■ **Exercise brief**: Set down, unchanged, the lines of the material below, starting at the line that contains "190L13 167L0 158V215L8" and ending at the line that contains "positive clicks: (9, 161) (9, 204) (2, 159)". Include both of those lines.

■ **Records shown**:
'''

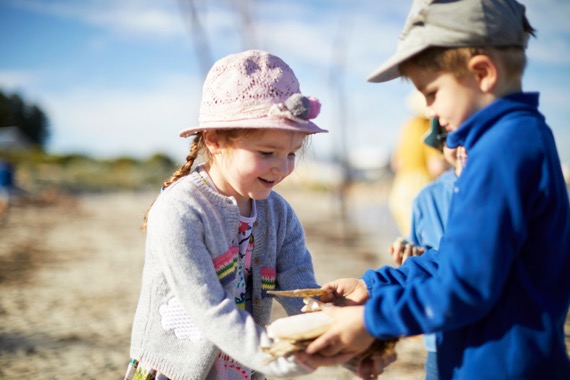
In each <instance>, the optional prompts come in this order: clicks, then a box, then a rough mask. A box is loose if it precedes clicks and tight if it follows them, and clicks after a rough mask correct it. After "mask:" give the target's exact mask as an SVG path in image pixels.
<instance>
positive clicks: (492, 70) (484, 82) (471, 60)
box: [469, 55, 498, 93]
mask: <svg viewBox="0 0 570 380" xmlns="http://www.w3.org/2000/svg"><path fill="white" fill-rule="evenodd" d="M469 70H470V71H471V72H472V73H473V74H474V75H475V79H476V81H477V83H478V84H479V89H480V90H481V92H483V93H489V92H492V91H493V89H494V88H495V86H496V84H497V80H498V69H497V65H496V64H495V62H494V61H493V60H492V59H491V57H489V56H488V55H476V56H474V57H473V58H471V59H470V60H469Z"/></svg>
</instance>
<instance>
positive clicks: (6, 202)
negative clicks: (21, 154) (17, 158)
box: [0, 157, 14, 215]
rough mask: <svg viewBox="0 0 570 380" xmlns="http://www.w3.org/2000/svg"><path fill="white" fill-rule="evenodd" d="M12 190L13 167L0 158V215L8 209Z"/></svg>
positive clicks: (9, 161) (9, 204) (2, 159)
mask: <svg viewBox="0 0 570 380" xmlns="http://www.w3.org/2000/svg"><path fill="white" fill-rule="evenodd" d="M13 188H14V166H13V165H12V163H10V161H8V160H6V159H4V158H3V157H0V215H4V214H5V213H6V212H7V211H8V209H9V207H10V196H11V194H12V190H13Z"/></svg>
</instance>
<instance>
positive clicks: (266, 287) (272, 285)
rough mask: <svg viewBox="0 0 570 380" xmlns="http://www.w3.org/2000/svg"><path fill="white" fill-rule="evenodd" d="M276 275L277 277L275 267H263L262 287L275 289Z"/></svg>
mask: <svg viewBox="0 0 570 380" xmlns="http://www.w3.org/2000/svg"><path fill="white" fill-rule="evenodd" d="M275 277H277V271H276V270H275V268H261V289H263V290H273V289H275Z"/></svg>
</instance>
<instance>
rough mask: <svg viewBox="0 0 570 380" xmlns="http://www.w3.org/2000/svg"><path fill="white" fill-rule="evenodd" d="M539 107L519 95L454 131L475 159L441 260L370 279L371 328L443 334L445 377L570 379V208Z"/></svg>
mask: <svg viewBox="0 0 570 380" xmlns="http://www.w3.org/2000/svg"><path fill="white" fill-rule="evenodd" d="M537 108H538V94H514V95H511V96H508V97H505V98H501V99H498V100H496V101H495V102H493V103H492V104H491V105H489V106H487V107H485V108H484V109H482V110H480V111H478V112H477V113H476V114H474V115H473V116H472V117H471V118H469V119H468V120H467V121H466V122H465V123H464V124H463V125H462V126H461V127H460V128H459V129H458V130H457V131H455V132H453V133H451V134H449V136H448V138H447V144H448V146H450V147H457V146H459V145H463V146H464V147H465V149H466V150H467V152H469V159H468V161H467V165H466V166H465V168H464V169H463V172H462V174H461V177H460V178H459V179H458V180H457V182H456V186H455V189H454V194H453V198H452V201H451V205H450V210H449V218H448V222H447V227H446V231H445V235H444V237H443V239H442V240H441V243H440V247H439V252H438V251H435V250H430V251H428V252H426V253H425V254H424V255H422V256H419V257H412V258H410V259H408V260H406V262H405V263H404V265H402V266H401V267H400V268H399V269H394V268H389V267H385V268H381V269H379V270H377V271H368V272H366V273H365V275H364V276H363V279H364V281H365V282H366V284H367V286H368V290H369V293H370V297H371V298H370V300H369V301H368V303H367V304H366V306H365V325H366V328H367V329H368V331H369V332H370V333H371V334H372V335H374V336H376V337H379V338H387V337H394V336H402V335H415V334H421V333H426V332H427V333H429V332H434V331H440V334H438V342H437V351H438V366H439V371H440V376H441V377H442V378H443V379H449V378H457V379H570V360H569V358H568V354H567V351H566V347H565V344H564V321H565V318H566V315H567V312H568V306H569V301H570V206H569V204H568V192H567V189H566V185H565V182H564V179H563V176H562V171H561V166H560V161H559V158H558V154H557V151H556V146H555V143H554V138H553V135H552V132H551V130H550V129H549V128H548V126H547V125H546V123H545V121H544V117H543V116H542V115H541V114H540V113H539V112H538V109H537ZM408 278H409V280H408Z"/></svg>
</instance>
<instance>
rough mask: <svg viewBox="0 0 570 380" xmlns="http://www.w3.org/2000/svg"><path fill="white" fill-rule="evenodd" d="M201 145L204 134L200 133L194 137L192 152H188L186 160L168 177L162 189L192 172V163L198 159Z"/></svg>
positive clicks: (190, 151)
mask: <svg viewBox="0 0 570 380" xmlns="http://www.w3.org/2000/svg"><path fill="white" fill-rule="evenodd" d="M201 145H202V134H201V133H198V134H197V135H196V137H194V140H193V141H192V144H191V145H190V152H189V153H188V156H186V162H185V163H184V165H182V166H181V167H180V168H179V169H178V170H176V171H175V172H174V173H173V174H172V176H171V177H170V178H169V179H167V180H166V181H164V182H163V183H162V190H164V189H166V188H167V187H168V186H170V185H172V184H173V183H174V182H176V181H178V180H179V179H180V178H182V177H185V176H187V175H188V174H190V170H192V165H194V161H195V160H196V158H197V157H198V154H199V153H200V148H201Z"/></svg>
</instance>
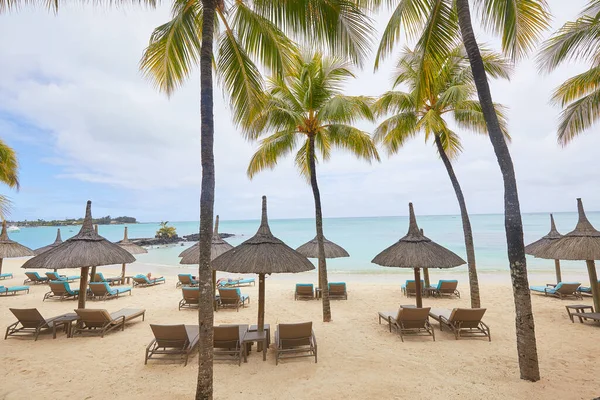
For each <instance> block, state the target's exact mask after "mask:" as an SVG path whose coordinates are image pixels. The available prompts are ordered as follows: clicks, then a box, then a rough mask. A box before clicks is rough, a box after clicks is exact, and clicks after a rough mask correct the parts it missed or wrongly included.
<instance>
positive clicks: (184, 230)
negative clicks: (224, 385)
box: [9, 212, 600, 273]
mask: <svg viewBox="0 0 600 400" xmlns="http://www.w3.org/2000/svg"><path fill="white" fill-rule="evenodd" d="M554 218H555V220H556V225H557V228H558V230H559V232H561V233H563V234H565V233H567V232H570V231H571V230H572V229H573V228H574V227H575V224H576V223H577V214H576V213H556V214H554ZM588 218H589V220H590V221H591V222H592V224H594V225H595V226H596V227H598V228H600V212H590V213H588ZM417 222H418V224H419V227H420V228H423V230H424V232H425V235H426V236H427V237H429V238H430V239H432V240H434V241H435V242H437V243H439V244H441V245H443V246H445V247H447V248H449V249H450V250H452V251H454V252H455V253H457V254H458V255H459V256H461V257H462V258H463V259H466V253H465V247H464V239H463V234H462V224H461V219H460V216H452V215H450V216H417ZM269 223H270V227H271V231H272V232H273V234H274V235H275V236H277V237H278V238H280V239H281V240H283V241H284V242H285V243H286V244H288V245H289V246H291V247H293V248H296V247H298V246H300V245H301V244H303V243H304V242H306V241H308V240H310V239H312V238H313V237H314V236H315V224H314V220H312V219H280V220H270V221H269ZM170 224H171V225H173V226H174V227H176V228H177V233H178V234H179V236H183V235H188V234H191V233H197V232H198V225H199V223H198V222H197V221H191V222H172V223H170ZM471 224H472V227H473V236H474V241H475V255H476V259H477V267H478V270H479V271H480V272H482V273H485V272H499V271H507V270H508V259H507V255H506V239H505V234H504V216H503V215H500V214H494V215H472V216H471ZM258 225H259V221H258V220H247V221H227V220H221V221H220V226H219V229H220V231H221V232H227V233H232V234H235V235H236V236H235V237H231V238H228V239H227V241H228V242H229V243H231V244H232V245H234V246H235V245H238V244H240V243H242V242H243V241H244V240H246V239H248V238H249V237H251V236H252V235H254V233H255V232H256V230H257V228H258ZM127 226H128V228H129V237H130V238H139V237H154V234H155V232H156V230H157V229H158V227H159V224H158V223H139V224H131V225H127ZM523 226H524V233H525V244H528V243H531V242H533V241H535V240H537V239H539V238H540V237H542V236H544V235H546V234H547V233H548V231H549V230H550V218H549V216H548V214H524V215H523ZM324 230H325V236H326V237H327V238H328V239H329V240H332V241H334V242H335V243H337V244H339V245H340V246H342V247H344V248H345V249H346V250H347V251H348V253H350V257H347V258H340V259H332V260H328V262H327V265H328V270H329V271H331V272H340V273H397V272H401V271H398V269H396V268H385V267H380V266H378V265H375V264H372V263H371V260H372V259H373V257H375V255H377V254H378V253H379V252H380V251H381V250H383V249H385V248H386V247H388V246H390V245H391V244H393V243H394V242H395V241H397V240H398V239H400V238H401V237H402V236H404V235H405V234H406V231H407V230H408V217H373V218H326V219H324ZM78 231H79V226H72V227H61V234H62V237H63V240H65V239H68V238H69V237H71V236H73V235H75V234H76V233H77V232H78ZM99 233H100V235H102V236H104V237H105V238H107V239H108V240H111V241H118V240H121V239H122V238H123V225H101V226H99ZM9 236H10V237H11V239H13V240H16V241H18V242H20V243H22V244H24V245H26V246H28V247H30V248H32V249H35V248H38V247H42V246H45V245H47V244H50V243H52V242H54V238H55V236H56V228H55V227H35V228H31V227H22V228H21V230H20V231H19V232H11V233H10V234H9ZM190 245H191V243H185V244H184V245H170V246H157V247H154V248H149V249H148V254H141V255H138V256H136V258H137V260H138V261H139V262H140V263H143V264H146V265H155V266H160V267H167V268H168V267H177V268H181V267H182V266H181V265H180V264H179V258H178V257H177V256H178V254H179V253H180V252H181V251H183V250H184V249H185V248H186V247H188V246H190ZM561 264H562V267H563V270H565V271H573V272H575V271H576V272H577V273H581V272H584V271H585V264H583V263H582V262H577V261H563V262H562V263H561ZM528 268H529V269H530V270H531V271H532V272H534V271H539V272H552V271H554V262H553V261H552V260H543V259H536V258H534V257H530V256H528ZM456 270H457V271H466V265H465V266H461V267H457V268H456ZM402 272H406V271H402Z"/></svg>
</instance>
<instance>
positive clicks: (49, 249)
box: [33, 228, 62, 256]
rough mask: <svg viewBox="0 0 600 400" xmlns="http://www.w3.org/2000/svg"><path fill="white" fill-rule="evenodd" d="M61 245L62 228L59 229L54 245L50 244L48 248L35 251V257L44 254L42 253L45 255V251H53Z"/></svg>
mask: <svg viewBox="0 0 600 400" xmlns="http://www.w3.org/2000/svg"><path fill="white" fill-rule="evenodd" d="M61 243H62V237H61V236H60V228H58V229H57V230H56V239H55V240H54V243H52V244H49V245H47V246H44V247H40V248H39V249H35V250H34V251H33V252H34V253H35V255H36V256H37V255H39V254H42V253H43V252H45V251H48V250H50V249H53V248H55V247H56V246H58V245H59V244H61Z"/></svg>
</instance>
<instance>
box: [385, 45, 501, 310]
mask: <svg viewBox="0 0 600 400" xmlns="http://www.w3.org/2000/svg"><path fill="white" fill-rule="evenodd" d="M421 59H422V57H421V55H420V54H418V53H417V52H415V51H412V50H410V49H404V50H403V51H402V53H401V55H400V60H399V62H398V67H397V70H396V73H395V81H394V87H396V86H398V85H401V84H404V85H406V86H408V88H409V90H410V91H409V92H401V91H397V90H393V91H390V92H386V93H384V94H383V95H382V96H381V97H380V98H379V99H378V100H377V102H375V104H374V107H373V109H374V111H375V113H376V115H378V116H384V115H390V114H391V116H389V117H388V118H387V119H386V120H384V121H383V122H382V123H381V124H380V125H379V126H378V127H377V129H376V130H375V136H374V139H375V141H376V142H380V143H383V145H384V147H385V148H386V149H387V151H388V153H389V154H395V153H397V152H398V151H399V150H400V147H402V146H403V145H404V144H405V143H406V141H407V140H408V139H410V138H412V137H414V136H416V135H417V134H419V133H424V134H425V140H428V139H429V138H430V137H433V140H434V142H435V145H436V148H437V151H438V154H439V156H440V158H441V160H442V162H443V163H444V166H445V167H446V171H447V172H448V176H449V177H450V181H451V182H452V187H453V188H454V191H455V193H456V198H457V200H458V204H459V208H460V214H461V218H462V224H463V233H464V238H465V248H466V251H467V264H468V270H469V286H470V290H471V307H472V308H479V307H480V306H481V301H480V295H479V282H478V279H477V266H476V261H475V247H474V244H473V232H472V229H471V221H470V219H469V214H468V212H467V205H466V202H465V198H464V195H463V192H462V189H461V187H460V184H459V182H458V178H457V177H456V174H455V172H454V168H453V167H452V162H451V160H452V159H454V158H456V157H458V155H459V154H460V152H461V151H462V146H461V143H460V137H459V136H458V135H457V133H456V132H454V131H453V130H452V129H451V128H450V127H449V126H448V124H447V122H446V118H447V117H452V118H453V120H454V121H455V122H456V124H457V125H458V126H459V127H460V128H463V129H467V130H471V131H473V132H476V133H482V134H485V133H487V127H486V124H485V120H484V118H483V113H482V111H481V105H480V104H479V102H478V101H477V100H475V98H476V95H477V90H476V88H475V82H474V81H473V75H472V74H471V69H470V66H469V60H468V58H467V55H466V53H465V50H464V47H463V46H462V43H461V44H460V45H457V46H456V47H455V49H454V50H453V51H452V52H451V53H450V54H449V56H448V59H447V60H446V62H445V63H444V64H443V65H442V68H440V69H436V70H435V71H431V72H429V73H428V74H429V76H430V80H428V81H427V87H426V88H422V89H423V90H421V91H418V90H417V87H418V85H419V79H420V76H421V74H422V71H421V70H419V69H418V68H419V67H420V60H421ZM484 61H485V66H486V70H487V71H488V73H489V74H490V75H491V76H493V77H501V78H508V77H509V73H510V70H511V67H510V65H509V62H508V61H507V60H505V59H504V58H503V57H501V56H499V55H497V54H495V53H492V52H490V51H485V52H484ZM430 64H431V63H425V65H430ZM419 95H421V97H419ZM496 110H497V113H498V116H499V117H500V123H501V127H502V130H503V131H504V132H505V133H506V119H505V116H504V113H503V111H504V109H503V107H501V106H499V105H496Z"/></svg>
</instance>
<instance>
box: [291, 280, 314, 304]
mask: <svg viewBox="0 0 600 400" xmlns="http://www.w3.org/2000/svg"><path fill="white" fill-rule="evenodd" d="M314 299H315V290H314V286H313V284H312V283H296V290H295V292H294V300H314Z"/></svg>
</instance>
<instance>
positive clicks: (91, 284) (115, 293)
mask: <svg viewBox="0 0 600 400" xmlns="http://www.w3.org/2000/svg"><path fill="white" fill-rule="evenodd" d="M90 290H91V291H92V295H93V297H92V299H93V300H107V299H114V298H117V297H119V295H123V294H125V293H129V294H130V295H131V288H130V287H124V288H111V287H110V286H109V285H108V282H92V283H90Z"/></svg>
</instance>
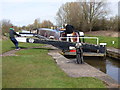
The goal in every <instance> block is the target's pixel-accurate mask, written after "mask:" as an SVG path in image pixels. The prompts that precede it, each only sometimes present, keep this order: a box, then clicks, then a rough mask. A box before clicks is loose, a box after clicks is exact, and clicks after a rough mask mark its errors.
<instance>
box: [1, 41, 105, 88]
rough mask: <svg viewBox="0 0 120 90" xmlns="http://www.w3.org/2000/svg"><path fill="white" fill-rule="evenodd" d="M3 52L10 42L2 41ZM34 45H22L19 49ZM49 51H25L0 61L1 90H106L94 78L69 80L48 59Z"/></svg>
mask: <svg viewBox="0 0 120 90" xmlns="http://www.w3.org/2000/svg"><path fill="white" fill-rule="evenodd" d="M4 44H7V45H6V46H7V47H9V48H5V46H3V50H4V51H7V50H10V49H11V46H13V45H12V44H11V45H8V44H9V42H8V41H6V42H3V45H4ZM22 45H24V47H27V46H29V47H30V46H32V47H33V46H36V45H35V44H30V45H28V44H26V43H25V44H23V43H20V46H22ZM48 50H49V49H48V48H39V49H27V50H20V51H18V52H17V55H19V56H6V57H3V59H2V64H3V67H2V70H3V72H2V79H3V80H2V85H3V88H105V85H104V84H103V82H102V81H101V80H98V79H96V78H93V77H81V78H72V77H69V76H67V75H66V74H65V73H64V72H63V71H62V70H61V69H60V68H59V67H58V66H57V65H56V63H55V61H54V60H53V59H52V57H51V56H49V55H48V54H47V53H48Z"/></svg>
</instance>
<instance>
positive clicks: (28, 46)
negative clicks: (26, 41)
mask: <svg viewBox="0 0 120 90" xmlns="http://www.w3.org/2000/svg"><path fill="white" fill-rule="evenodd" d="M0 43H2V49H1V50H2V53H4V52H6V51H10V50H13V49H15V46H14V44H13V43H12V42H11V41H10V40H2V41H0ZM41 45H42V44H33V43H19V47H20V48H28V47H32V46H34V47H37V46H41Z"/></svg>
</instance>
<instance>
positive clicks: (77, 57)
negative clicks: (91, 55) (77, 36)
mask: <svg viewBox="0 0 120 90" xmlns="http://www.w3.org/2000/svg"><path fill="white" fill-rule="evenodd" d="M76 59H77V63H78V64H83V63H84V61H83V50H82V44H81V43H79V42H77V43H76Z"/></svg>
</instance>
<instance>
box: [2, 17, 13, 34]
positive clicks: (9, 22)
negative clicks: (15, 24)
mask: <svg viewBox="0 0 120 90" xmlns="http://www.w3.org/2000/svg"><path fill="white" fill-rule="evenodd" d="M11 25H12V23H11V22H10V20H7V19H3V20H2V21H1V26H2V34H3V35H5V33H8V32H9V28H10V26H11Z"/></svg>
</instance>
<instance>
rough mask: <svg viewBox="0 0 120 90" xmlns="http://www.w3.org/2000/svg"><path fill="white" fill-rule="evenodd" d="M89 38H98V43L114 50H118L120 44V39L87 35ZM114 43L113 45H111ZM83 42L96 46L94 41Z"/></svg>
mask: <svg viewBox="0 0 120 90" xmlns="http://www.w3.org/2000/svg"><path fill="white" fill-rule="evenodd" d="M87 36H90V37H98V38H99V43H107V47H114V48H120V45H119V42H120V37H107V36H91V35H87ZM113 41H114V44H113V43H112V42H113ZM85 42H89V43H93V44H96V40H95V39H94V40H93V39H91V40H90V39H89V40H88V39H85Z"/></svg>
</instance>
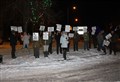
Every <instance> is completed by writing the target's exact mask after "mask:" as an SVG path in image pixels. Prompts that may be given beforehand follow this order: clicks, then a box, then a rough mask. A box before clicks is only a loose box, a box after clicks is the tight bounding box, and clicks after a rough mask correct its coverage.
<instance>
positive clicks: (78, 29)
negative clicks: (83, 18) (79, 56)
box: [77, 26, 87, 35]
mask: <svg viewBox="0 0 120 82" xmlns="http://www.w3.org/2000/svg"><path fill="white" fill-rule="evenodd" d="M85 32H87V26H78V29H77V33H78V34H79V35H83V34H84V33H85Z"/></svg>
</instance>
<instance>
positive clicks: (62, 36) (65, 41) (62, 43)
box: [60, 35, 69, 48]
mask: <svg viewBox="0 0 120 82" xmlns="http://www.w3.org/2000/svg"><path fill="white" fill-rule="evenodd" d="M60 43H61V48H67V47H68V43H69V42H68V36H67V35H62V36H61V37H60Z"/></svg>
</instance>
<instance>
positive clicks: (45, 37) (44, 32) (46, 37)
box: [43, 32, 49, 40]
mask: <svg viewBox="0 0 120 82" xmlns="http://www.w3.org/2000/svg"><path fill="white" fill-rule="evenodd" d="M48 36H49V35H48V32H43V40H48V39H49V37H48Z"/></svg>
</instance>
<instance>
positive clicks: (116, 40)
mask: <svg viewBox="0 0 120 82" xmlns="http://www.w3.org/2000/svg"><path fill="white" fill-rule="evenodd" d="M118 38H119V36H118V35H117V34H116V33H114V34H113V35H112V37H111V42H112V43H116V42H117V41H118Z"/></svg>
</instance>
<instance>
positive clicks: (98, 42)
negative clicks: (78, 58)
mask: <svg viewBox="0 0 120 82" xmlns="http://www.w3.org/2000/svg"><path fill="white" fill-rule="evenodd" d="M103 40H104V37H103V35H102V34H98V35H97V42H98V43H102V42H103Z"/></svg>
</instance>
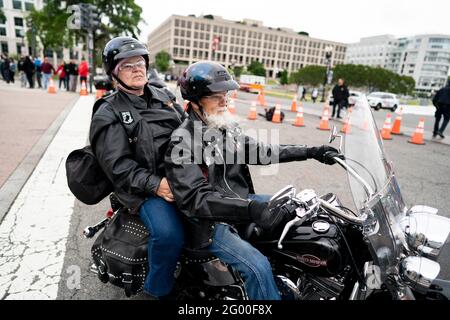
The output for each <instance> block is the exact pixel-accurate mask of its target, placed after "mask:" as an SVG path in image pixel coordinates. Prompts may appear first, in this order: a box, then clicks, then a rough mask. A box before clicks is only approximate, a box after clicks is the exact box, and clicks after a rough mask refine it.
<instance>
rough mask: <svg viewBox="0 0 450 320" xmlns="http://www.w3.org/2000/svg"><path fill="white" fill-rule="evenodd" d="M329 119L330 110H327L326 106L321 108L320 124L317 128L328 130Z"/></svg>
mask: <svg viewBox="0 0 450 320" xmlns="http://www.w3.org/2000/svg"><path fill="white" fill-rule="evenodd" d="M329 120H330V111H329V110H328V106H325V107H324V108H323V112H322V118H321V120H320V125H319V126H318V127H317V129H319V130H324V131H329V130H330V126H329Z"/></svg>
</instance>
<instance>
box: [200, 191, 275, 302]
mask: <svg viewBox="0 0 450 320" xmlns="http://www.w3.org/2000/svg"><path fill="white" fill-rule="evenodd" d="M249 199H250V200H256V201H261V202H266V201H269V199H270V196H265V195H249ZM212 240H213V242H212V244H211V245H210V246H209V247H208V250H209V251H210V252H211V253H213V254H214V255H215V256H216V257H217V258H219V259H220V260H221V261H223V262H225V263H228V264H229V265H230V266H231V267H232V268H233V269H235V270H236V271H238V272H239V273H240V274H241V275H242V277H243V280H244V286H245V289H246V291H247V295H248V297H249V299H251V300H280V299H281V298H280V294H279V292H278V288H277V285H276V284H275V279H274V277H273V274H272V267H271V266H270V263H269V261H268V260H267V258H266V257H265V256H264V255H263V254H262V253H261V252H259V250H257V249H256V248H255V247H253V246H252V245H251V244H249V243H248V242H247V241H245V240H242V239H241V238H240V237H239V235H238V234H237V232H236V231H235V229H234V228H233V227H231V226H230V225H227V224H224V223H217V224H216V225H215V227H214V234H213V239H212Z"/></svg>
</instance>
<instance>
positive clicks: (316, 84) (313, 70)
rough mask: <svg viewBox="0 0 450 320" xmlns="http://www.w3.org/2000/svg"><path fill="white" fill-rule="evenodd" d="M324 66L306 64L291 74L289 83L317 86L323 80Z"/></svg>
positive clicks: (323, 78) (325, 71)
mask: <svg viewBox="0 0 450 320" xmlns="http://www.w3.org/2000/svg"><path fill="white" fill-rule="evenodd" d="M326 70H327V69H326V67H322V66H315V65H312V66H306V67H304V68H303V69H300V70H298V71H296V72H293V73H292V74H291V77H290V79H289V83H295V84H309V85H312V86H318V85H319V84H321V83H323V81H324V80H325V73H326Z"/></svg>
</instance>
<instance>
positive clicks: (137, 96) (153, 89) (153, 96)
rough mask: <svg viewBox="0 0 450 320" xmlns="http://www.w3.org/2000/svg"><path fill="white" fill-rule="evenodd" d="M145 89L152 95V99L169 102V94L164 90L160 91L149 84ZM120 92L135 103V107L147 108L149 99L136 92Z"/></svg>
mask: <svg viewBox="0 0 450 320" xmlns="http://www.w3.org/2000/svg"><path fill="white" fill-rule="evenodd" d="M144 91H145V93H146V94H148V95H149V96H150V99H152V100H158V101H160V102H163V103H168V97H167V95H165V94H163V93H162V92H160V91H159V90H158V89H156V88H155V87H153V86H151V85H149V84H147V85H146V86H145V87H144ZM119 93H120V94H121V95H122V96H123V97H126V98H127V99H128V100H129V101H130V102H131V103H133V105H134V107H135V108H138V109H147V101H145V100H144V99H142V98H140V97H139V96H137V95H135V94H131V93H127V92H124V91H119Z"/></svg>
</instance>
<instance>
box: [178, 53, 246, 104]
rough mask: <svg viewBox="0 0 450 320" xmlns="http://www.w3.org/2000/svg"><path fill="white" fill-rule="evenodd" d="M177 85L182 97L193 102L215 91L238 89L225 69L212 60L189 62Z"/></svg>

'''

■ **Expected output**:
rough mask: <svg viewBox="0 0 570 380" xmlns="http://www.w3.org/2000/svg"><path fill="white" fill-rule="evenodd" d="M12 190L13 167L0 158V215L8 209Z"/></svg>
positive clicks: (9, 161) (9, 204) (2, 159)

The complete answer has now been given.